--- What is being asked ---
Starting at the line that contains "Query: halter noseband" and continuing to the end of the listing, rewrite that part of the listing as a two-column CSV with the headers phrase and answer. Give one row for each phrase and its answer, and put each value in a single quoted field with line breaks changed to spaces.

— start of Data provided —

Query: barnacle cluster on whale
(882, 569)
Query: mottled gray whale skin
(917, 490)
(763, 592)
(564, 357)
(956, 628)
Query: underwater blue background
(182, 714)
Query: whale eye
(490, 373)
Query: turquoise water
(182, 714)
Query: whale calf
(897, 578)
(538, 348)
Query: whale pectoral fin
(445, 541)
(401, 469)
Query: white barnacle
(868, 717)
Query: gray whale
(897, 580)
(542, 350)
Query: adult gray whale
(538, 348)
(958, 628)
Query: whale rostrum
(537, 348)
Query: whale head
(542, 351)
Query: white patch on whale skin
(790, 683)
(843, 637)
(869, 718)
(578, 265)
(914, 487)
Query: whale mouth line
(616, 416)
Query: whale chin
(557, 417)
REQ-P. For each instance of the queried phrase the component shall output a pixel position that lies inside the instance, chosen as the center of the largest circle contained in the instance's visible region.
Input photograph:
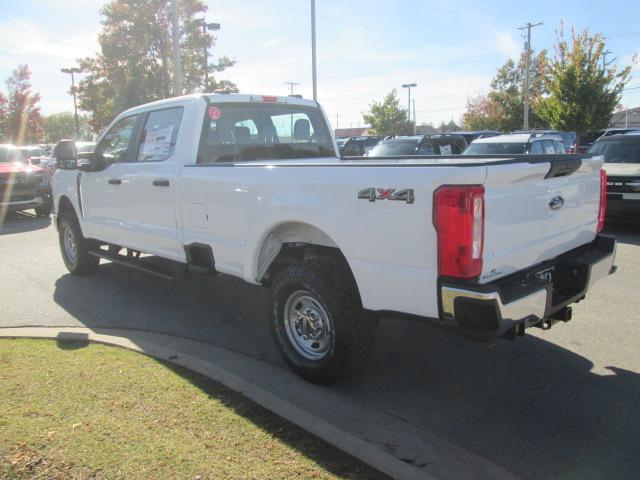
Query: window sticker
(158, 141)
(214, 113)
(445, 150)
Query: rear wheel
(75, 248)
(317, 320)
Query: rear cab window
(159, 134)
(236, 132)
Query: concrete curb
(156, 346)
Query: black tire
(331, 285)
(82, 263)
(43, 211)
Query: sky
(365, 48)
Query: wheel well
(293, 235)
(295, 252)
(64, 206)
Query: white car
(253, 187)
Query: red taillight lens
(603, 200)
(458, 216)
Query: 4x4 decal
(373, 194)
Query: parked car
(486, 248)
(470, 136)
(34, 154)
(23, 186)
(359, 146)
(617, 131)
(584, 142)
(622, 163)
(568, 138)
(516, 144)
(404, 145)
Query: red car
(23, 186)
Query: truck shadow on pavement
(20, 222)
(531, 406)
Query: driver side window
(115, 144)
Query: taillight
(603, 200)
(458, 216)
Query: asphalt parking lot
(556, 404)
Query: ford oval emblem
(556, 203)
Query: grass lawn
(78, 410)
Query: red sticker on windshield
(214, 113)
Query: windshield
(32, 152)
(263, 131)
(402, 147)
(617, 151)
(496, 149)
(85, 147)
(10, 155)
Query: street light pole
(314, 72)
(73, 70)
(177, 65)
(213, 27)
(528, 27)
(409, 86)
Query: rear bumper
(524, 299)
(39, 200)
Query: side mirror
(91, 162)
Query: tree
(583, 93)
(503, 107)
(20, 118)
(63, 125)
(135, 64)
(387, 117)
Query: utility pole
(177, 65)
(314, 71)
(528, 27)
(414, 115)
(73, 70)
(213, 27)
(409, 86)
(291, 85)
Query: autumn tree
(135, 64)
(63, 125)
(20, 118)
(583, 93)
(503, 107)
(387, 117)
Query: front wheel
(317, 320)
(43, 211)
(75, 248)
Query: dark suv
(622, 164)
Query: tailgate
(537, 211)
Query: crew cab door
(143, 213)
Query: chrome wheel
(308, 325)
(70, 244)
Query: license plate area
(547, 275)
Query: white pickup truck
(252, 186)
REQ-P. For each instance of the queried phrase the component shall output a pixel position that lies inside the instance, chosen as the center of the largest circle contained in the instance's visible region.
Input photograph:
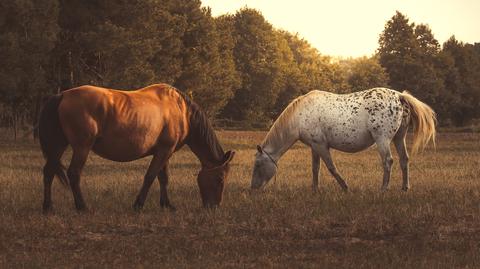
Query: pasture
(435, 224)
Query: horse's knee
(388, 162)
(404, 162)
(48, 171)
(73, 176)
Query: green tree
(29, 31)
(364, 73)
(257, 59)
(408, 54)
(462, 80)
(205, 75)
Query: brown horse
(124, 126)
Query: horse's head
(211, 181)
(264, 168)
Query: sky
(351, 28)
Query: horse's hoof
(82, 209)
(137, 207)
(47, 211)
(168, 206)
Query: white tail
(424, 121)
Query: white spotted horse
(350, 123)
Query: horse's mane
(282, 123)
(201, 129)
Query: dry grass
(436, 224)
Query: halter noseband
(271, 159)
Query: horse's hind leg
(158, 162)
(49, 170)
(79, 158)
(315, 170)
(383, 145)
(327, 159)
(163, 180)
(399, 141)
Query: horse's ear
(228, 156)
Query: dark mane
(202, 133)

— end of Data provided —

--- Task response ---
phrase,answer
"Query: halter noseband","(271, 159)"
"Query: horse's hind leg","(158, 162) (49, 170) (79, 158) (315, 170) (383, 145) (327, 159) (163, 180) (399, 141)"
"Query: horse's ear","(228, 156)"
"Query: dark mane","(202, 133)"